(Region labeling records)
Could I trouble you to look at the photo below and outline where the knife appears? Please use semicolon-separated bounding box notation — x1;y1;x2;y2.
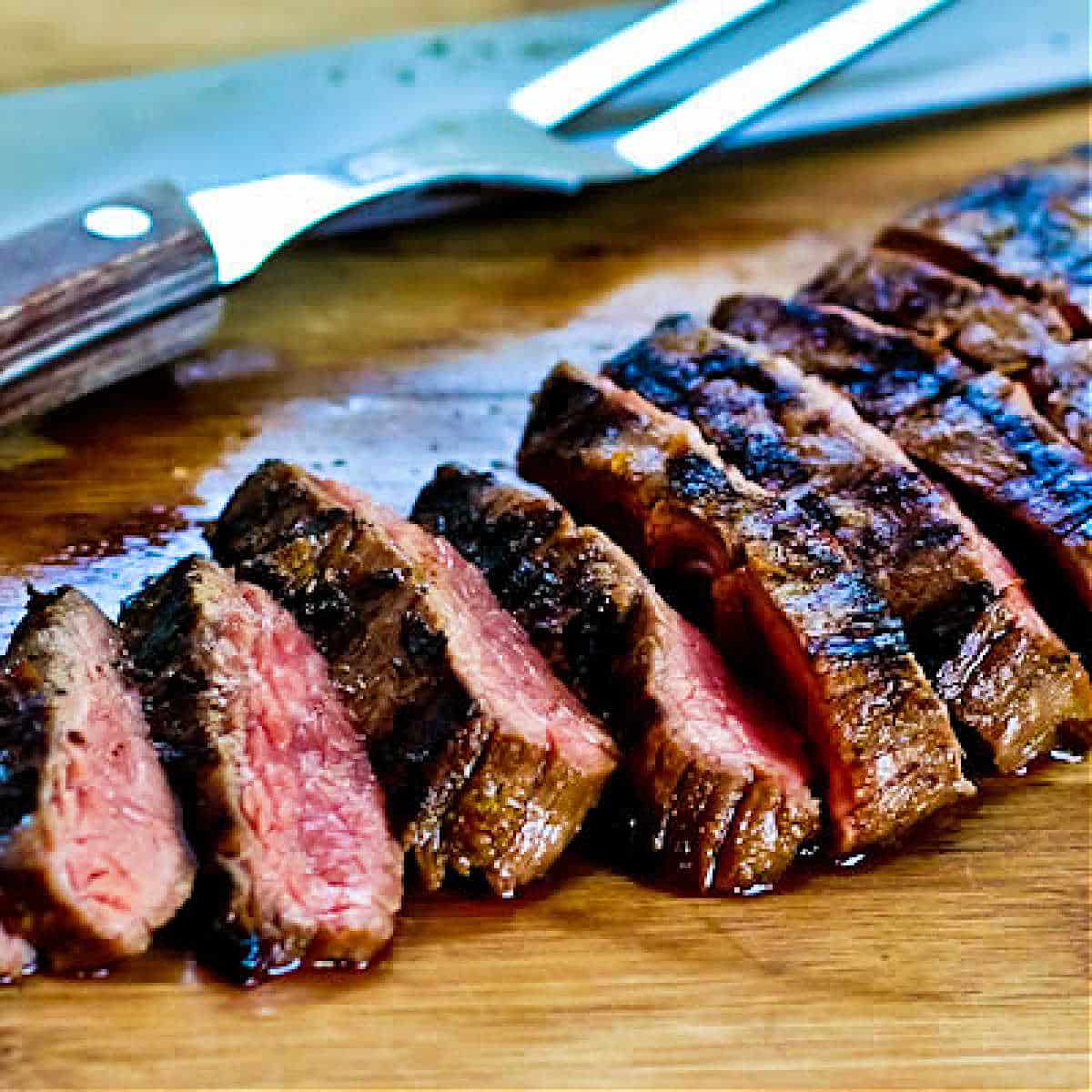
0;0;1087;426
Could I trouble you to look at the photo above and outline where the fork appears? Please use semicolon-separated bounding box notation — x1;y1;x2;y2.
0;0;951;425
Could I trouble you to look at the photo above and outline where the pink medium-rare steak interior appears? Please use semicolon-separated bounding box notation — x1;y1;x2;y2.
646;604;809;793
520;365;973;853
0;925;34;985
321;480;612;772
200;584;402;962
411;465;818;894
208;460;616;896
0;590;193;968
122;558;402;981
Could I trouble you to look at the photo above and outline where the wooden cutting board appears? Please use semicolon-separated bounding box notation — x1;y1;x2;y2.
0;5;1090;1088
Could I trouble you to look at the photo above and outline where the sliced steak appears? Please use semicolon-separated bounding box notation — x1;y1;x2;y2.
0;589;193;971
0;925;34;986
878;144;1092;337
209;462;616;895
796;250;1092;455
712;296;1092;651
520;365;973;853
604;317;1092;771
121;557;402;982
413;466;819;891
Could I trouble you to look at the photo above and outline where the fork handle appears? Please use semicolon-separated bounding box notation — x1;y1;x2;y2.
0;182;218;391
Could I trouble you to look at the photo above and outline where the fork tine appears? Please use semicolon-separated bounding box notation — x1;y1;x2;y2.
508;0;777;129
613;0;952;174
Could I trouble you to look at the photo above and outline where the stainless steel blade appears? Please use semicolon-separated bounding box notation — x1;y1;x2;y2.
0;0;1088;236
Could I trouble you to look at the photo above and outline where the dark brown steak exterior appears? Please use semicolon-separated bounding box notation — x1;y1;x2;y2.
604;318;1092;771
413;466;819;891
712;296;1092;651
796;250;1092;455
520;365;973;852
209;462;615;895
121;557;403;982
0;589;193;970
878;144;1092;337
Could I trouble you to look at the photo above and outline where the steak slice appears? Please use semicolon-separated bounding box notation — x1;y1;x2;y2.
520;365;973;853
604;317;1092;772
413;466;819;892
712;296;1092;651
121;557;402;983
878;144;1092;337
209;462;616;895
604;317;1092;772
0;925;34;986
0;589;193;971
795;250;1092;455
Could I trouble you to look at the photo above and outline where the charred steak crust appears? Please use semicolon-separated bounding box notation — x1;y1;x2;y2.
209;462;615;895
604;317;1092;771
413;465;818;891
520;365;973;852
795;250;1092;455
0;588;193;970
878;144;1092;337
711;296;1092;649
121;557;402;982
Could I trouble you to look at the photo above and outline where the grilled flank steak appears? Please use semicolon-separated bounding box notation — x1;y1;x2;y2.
0;589;193;973
413;466;819;891
122;557;403;982
795;250;1092;455
520;365;973;853
878;144;1092;338
209;462;616;895
712;296;1092;652
604;318;1092;771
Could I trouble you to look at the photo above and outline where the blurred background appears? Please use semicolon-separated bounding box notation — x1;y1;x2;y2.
0;0;598;92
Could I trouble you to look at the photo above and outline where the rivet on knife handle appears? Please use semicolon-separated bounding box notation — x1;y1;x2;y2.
0;182;218;388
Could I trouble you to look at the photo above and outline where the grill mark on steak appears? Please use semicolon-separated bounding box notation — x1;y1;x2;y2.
121;557;402;984
712;296;1092;650
877;144;1092;337
520;365;973;852
413;466;818;891
0;589;193;971
604;317;1092;772
795;250;1092;455
209;462;615;895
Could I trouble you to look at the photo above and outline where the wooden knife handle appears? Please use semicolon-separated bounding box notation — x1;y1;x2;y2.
0;297;224;428
0;182;218;389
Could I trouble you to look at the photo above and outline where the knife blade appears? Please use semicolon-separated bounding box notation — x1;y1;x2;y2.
0;0;1090;236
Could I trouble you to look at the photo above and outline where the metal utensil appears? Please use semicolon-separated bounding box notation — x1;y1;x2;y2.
0;0;951;422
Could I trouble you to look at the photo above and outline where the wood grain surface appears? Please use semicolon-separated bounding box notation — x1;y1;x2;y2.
0;0;1092;1088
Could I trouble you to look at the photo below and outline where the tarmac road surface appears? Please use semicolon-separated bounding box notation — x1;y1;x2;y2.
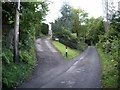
17;37;102;88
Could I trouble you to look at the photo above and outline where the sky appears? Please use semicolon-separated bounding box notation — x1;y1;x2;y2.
45;0;120;24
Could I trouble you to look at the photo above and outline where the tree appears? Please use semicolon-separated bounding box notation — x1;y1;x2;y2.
86;17;105;45
72;9;88;37
102;0;115;33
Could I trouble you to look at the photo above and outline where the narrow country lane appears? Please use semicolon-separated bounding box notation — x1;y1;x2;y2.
18;37;102;88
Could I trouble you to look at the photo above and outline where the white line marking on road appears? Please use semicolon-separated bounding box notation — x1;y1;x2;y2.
45;40;57;52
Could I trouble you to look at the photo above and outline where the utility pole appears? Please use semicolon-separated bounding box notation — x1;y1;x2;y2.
14;0;20;64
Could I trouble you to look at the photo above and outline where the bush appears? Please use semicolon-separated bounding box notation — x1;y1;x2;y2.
53;28;77;49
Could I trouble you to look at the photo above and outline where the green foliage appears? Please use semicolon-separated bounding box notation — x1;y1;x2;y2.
41;23;49;35
86;17;105;45
2;47;13;65
2;1;48;88
98;47;119;88
2;62;32;89
96;10;120;88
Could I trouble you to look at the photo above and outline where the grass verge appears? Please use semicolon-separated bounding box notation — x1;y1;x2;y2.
2;63;36;90
98;48;118;88
52;41;80;59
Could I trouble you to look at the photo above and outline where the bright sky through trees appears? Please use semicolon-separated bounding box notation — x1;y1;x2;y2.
46;0;119;23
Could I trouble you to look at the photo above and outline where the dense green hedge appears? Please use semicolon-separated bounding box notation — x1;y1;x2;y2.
2;1;48;90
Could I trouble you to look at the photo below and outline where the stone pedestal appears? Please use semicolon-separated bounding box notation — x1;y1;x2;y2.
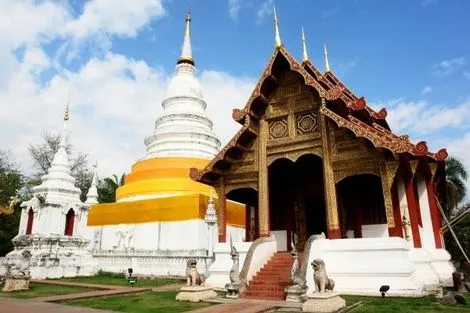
2;277;29;292
302;291;346;313
225;283;240;299
176;286;217;302
284;286;307;302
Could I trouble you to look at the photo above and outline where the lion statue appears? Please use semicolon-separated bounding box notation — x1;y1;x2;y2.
186;259;205;287
312;259;335;292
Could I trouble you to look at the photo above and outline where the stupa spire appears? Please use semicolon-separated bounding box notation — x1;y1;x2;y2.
273;6;282;48
176;11;194;65
302;27;308;62
323;44;330;72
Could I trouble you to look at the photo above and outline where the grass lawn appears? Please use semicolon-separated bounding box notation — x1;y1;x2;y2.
54;272;185;287
0;283;93;299
65;291;210;313
343;294;470;313
274;293;470;313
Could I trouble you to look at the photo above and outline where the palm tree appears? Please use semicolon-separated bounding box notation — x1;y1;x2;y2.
446;157;468;217
97;174;125;203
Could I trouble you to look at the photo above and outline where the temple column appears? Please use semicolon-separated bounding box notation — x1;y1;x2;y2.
402;156;421;248
215;182;227;242
426;163;442;249
258;119;270;237
380;161;398;236
319;98;341;239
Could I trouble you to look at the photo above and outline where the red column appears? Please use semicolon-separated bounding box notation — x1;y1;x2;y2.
388;181;403;238
401;157;421;248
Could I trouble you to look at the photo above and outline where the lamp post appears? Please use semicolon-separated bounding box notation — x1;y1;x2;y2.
204;195;217;256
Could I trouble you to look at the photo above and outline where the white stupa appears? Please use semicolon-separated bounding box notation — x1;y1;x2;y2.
0;106;97;278
145;13;220;159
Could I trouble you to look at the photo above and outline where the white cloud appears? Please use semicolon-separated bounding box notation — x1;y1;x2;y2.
432;57;467;76
66;0;165;39
421;85;432;95
374;99;470;134
228;0;242;21
256;0;274;23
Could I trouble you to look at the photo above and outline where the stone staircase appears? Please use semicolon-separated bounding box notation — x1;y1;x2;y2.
243;252;292;300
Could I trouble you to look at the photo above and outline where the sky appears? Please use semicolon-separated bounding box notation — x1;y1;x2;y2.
0;0;470;191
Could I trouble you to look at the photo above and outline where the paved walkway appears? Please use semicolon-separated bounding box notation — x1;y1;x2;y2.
0;297;117;313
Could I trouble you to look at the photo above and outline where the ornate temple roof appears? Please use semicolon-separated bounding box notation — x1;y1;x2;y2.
190;44;447;182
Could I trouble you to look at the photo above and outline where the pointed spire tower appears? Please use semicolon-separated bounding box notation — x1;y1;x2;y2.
302;27;308;62
85;163;98;205
177;11;194;65
33;104;81;204
145;12;220;159
323;44;330;72
273;6;282;48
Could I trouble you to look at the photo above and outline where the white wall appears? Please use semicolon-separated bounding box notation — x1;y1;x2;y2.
417;176;436;249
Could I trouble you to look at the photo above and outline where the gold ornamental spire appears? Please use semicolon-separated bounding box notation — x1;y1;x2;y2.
177;11;194;65
302;27;308;62
64;103;70;121
323;44;330;72
273;6;282;48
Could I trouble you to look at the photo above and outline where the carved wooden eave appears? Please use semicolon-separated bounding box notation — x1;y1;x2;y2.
190;46;447;185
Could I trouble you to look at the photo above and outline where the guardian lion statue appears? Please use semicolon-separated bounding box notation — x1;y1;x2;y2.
312;259;335;292
186;259;205;287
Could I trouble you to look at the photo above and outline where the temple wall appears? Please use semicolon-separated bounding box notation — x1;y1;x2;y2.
304;237;453;296
89;219;245;251
417;176;436;249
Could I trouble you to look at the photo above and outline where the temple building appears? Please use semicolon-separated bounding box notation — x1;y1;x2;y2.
190;9;453;298
88;13;246;275
0;106;98;279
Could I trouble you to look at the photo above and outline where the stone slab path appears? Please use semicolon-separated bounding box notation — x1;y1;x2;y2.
0;297;114;313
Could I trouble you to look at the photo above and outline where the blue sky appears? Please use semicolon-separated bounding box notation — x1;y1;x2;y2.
0;0;470;189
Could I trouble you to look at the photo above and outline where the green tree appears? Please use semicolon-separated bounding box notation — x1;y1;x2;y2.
0;150;25;256
97;174;125;203
445;157;468;218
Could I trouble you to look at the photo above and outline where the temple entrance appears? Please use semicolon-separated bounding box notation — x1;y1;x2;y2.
268;154;327;250
226;188;259;242
337;174;388;238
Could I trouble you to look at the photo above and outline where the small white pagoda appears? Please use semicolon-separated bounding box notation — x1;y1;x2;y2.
4;106;97;279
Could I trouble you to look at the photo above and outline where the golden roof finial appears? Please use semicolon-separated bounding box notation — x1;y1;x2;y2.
177;10;194;64
323;44;330;72
273;6;282;48
302;27;308;62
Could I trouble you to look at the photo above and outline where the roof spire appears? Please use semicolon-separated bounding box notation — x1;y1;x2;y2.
176;10;194;65
302;27;308;62
323;44;330;72
273;6;282;48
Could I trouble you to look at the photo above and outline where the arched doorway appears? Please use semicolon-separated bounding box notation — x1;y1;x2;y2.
226;188;259;242
26;208;34;235
64;209;75;236
337;174;388;238
268;154;326;250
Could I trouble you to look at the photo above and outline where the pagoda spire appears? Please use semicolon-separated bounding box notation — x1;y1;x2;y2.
176;11;194;65
273;6;282;48
323;44;330;72
302;27;308;62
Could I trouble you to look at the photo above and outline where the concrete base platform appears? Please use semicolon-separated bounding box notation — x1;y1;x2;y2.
302;292;346;313
176;286;217;302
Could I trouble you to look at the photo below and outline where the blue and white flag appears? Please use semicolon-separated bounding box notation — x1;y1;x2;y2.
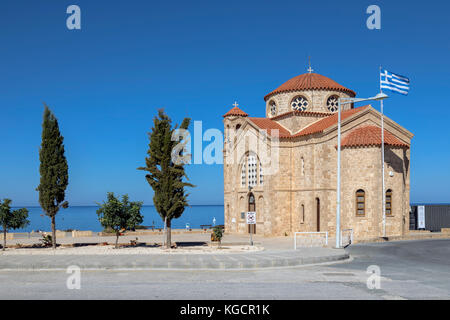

*EXERCISE TASK*: Rewrite the rows between the line holding "where the ornate" and the line holding "190;44;447;182", inclusive, keeping the request line as is. Add -82 to every bounding box coordinate in the answer.

*TASK RESPONSE*:
Could I trouble you to look at the photo above and outline where the ornate temple roof appears? Please use semicolon-separated bounding box notation — x1;y1;x2;y2.
108;-38;365;100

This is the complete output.